● **How to complete this task**
Please transcribe the entries that follow exactly as they stand, skipping each picture.

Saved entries
++++
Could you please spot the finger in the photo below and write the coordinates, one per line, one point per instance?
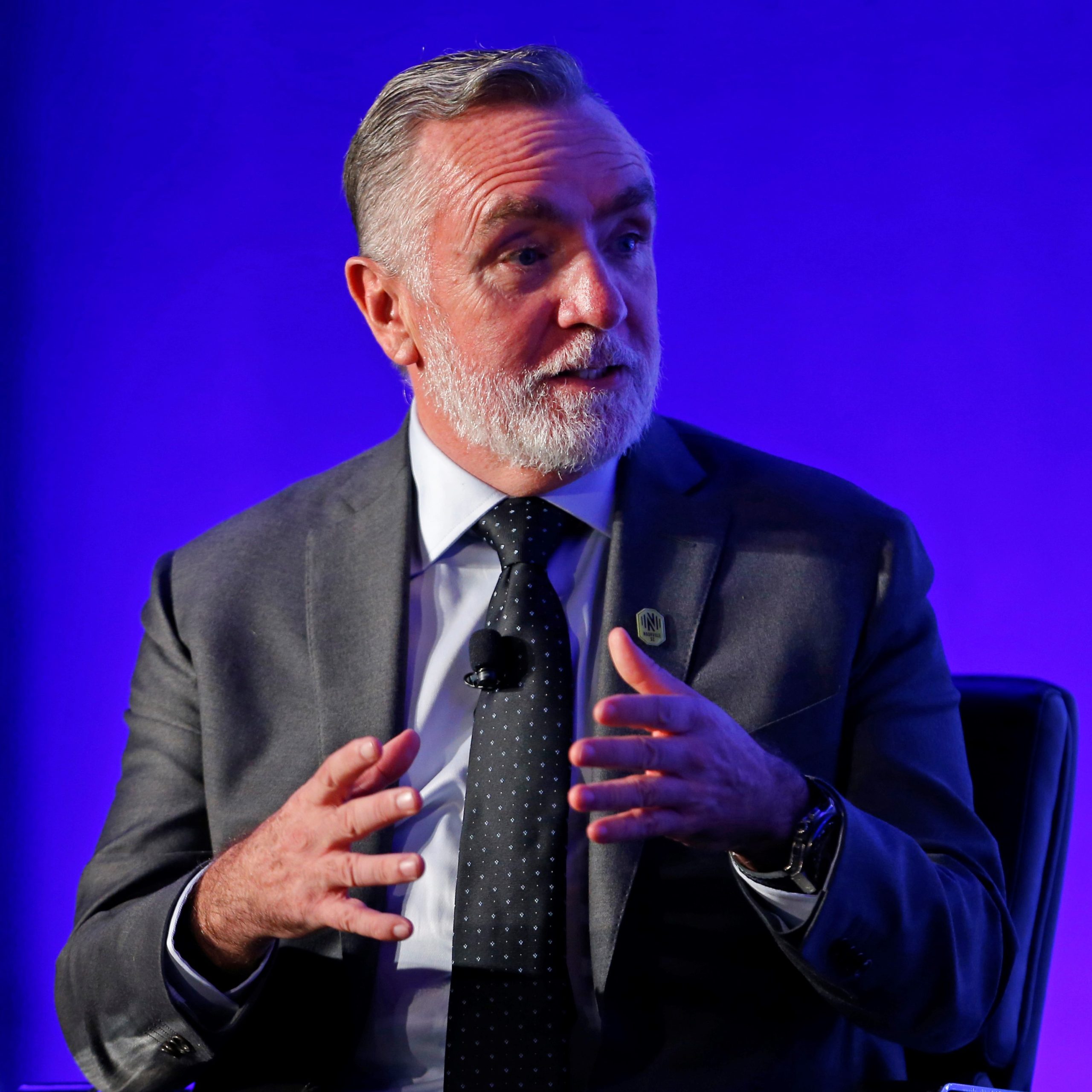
(638, 670)
(366, 870)
(363, 815)
(397, 758)
(680, 714)
(334, 779)
(351, 915)
(664, 754)
(636, 825)
(639, 791)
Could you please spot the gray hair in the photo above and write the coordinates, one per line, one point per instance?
(378, 178)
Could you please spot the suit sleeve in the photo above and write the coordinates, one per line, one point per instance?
(912, 938)
(113, 999)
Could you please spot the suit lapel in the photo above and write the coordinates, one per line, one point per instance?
(357, 595)
(666, 541)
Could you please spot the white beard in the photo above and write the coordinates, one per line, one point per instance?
(527, 422)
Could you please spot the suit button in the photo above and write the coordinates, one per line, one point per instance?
(848, 959)
(177, 1046)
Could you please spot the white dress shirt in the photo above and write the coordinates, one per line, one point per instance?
(453, 577)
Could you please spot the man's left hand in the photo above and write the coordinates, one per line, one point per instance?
(706, 781)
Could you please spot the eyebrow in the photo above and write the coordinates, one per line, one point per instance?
(540, 209)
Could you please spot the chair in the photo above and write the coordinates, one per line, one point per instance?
(1021, 746)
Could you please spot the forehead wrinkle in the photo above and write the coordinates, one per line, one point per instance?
(521, 148)
(506, 175)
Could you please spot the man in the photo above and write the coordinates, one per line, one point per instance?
(701, 819)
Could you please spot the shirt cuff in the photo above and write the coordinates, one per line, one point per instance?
(213, 1008)
(788, 910)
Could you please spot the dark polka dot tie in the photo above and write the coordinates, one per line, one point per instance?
(511, 1005)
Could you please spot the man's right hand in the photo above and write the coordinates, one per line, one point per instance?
(292, 875)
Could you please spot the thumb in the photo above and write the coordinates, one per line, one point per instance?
(640, 671)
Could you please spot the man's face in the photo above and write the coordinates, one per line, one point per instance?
(537, 336)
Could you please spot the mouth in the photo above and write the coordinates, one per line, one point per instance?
(600, 377)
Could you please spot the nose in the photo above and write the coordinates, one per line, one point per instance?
(590, 296)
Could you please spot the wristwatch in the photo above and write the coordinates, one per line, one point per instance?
(815, 843)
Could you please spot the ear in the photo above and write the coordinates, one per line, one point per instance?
(383, 299)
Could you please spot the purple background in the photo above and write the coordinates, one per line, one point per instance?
(875, 257)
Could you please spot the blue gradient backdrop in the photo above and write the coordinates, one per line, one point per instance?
(875, 257)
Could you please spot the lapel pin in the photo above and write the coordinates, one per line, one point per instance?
(651, 627)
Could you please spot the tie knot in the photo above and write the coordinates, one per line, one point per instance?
(525, 529)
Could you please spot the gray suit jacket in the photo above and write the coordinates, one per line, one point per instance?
(793, 600)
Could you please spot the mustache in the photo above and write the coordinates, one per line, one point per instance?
(589, 350)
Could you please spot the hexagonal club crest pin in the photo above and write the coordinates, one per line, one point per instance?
(651, 627)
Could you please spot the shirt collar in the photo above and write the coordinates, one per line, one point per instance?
(450, 500)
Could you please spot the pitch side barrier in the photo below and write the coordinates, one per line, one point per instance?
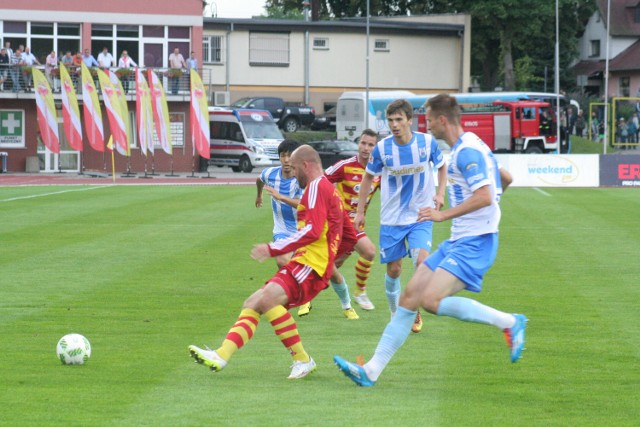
(573, 170)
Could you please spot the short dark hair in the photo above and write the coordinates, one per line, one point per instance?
(400, 105)
(369, 132)
(288, 146)
(446, 105)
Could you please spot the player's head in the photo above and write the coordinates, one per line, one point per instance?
(442, 110)
(368, 141)
(285, 149)
(399, 115)
(306, 165)
(400, 106)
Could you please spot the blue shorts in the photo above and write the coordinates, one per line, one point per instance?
(280, 236)
(393, 237)
(467, 258)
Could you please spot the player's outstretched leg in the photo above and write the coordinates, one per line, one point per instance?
++++
● **Response area**
Could you please spot the finger in the photo below and write the coordinates, one per line, one point per instance?
(638, 670)
(366, 870)
(363, 815)
(397, 758)
(680, 714)
(334, 779)
(351, 915)
(664, 754)
(636, 825)
(639, 791)
Could you please spot the gray hair in the photo above and write the coordinates, one per line, one point per instance?
(378, 178)
Could you please spot the suit sleeve in the photo above and write the coordinates, one per line, one point per instance?
(912, 938)
(113, 999)
Could you please spot the suit lapel in the photo above and write the coordinates, one per line, one point per instance?
(357, 595)
(666, 541)
Could you please spot the white beard in the photo above and write the coordinates, one per line, one point per instance?
(527, 422)
Could you please spot the suit button in the photo above and write the coordinates, one per line, one point per instance?
(848, 959)
(177, 1046)
Could you please spot the white dress shirt in the photo above and write the coordinates, one per line, one point per instance?
(453, 577)
Could you please spot the man's left hand in the photo above and write the coordinates, one per line, one point per instance?
(706, 781)
Could you please spot the eyebrow in the photo above and write the coordinates, one per line, one point per instance?
(540, 209)
Could you please spot the chair in the photo above and write the coordinates, one per line, one point per instance?
(1021, 746)
Could you please spot the forehead wrinkle in the photo above and write the coordinates, one per line, one point per instance?
(521, 148)
(506, 175)
Could you please spot the man in the photo above and write the coordinates, one per line, one point per instance?
(701, 819)
Could you please spot the shirt cuff in the photo above and write the coordinates, one per line, one point per instance?
(213, 1008)
(788, 910)
Could you please spot the dark polka dot tie in the photo above and write the coordinates, one per line, one point per instance?
(511, 1005)
Could you please spot the man's right hand in the photo above and write the coordinates, one per line, one point per instance?
(292, 875)
Could you please spot the thumb in the photo above and write the coordinates, one per line, one point per instance?
(640, 671)
Could you please spot the man's face in the photo above and write the coordinates, one per line, one point per instance?
(537, 336)
Could you please spot the mouth in the photo above and write the coordinates, one per line, one point per instance?
(600, 377)
Could you please spot the nose in the photo above and write the coordinates, one per line, one point per instance?
(590, 296)
Could you please spot the wristwatch in the photo above and write the coordinates, one per line, one point per instance?
(815, 843)
Could you please spot the ear in the photo above and write the coordinates, one per line, one point per instance?
(383, 299)
Could you please spot the purple background in the photo above and write the coordinates, one per line, one point per instance?
(875, 257)
Could you please spot the blue gradient backdrop in the photo above and write the coordinates, one per line, one point per instance?
(875, 257)
Could you please spot the lapel pin in the photo above and write the coordinates, one per line, one point per instance?
(651, 627)
Could you please spot the tie knot in the photo above and write the coordinates, one per line, one point per instance?
(525, 529)
Could you please spot the gray suit jacket in the photo above and write the coordinates, one per line, one point per instance?
(793, 600)
Could you please spot the mustache in the photo above and write the coordinates, one per line, one point per instance?
(589, 350)
Could you please spot the hexagonal club crest pin in the photo above and write the coordinates, one per line, one point per instance?
(651, 627)
Could you please spot the shirt collar in the photo above and write the coordinates, one per line, one point per instance?
(450, 500)
Could you please spot the pitch side barrier in the photo below and write the coordinates, one per line, one point per instance?
(573, 170)
Could you please spot the short dark hair in the photo above and write the coordinates, one per line, one point per instance?
(400, 105)
(369, 132)
(288, 146)
(446, 105)
Could you please spot the player's head in the photo above and write the coordinates, one per line, one point per instance?
(442, 110)
(368, 141)
(285, 149)
(399, 115)
(306, 165)
(400, 106)
Could you please spot the blue shorts in the photo above and write the coordinates, one per line, one point per instance?
(280, 236)
(393, 237)
(467, 258)
Could you please spot the player's outstretched leg in the photo above and write the coordinates, one per line, one point per instance?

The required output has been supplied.